Look for the line containing "In the image above, tightly box the gazebo" in the records below. Then output it and all the lines that follow, exactly and without any others.

<<<<

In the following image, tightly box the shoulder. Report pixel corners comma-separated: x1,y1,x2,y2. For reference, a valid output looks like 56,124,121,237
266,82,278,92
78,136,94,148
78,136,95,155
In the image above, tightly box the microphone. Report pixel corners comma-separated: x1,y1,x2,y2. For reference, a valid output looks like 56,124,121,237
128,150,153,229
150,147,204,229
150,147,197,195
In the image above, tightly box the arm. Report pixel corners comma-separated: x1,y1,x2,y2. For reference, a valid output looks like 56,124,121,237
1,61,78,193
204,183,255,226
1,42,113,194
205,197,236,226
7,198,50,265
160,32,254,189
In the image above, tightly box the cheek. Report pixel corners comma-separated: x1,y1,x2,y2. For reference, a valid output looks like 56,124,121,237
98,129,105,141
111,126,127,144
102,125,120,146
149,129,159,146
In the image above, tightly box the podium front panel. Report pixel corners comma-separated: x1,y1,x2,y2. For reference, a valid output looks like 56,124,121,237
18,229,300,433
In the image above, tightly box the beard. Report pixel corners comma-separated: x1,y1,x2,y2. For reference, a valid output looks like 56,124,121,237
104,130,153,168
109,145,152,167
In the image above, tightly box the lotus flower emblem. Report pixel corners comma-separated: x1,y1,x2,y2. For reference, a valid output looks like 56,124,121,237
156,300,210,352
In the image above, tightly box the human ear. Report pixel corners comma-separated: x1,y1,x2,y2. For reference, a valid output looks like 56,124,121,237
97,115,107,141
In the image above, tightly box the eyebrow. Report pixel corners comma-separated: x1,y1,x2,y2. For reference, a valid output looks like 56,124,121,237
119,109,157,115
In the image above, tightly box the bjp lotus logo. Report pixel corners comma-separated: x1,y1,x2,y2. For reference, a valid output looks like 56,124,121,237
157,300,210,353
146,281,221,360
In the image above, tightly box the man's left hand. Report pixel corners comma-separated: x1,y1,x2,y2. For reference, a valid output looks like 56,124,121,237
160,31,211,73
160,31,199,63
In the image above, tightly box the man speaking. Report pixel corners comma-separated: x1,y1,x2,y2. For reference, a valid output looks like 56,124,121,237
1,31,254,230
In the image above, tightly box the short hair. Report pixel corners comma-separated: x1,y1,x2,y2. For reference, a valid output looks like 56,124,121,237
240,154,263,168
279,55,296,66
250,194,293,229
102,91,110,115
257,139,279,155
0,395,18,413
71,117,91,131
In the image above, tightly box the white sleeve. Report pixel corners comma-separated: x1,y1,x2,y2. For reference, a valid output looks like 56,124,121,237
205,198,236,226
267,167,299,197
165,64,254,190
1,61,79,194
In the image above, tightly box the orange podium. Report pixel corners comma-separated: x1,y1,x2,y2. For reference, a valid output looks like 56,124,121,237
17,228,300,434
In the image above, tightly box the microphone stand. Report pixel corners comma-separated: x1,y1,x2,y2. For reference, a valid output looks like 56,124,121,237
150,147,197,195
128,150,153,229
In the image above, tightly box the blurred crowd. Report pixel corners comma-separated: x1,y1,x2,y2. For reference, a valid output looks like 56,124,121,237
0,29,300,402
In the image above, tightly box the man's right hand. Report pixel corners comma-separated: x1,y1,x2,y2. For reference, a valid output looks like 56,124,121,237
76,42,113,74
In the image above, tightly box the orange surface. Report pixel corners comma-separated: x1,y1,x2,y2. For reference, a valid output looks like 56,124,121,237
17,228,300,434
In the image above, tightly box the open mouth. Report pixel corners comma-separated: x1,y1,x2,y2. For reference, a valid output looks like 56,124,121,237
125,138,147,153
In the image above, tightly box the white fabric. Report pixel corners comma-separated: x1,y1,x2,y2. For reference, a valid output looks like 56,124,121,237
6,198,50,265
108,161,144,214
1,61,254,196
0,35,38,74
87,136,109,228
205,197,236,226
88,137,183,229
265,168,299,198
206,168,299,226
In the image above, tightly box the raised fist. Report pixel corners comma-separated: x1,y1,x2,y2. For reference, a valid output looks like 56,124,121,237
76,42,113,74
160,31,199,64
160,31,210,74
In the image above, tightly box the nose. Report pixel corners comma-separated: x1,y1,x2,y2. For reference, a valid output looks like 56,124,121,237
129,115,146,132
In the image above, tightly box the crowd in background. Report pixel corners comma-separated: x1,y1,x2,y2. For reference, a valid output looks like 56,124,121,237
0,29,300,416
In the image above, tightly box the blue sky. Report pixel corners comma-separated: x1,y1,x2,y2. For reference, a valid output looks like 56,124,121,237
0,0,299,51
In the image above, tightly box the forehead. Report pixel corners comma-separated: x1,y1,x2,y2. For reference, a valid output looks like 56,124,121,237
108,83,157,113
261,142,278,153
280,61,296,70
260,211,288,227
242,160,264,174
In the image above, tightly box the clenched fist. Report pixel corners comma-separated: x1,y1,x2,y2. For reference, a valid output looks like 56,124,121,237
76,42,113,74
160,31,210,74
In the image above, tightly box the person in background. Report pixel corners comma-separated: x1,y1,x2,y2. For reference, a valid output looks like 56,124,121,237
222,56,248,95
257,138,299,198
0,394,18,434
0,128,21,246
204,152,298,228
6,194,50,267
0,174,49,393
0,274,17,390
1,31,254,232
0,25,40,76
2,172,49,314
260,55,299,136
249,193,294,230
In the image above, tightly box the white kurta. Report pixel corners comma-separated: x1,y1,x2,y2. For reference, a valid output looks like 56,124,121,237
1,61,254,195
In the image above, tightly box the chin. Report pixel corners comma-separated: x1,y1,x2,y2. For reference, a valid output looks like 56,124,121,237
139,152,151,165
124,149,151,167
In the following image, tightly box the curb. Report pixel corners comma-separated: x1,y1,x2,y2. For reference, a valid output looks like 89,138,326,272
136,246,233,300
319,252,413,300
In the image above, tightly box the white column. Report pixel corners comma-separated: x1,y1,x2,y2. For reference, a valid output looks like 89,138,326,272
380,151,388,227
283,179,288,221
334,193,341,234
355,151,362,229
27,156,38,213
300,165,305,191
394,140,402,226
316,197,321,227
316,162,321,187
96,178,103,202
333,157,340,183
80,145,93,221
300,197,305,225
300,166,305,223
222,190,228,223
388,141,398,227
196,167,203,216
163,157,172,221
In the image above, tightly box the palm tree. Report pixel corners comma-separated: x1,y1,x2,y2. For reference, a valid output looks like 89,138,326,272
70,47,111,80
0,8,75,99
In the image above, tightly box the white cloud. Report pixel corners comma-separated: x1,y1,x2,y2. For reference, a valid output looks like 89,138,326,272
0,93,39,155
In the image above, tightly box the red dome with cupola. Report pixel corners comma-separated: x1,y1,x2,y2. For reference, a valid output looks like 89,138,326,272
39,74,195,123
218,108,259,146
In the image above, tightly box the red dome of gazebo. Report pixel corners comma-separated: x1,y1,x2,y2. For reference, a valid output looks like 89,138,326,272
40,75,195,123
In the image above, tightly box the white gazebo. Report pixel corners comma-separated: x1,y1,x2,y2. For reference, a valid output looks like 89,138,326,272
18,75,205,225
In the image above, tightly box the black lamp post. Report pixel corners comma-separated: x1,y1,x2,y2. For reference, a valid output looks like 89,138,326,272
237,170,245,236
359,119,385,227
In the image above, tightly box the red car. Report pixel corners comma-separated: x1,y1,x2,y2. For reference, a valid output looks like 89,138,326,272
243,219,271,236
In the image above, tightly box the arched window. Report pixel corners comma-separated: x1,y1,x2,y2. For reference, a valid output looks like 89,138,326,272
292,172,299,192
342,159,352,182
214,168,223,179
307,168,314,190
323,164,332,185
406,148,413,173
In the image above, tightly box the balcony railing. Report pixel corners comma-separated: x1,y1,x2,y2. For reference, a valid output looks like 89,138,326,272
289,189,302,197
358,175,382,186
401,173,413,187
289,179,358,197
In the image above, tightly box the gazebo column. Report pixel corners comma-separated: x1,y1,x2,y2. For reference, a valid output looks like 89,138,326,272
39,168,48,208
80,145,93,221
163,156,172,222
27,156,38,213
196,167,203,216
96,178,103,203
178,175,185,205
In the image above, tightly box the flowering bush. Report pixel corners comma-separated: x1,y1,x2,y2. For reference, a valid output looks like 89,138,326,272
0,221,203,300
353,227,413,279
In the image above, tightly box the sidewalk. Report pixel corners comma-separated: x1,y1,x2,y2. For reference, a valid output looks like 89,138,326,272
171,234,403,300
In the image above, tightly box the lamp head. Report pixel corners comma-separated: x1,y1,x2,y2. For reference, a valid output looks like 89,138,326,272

>>>>

**Response below**
In the image above, tightly box the gazebo column. Report pixel corners comma-separated: x1,y1,x2,y2. For reference, a valid output looks like 89,138,326,272
39,168,48,208
80,145,93,221
163,156,172,222
27,156,38,213
196,167,203,216
96,178,103,203
178,175,185,205
In the image above, tightly box the flowering bush. Report pixel corners comma-separated: x1,y1,x2,y2. For reference, a valid output looks like 89,138,326,272
0,221,203,300
353,227,413,279
In the image above, tightly box the sidewalk. Report pixel corners comma-separated: x1,y1,x2,y2. For reference, a valid output looks like 89,138,326,272
171,234,403,300
In the image above, tightly box the lamp head. Report pixel corners comma-separated: x1,y1,x2,y2. For reference, a valid output looks like 89,138,326,272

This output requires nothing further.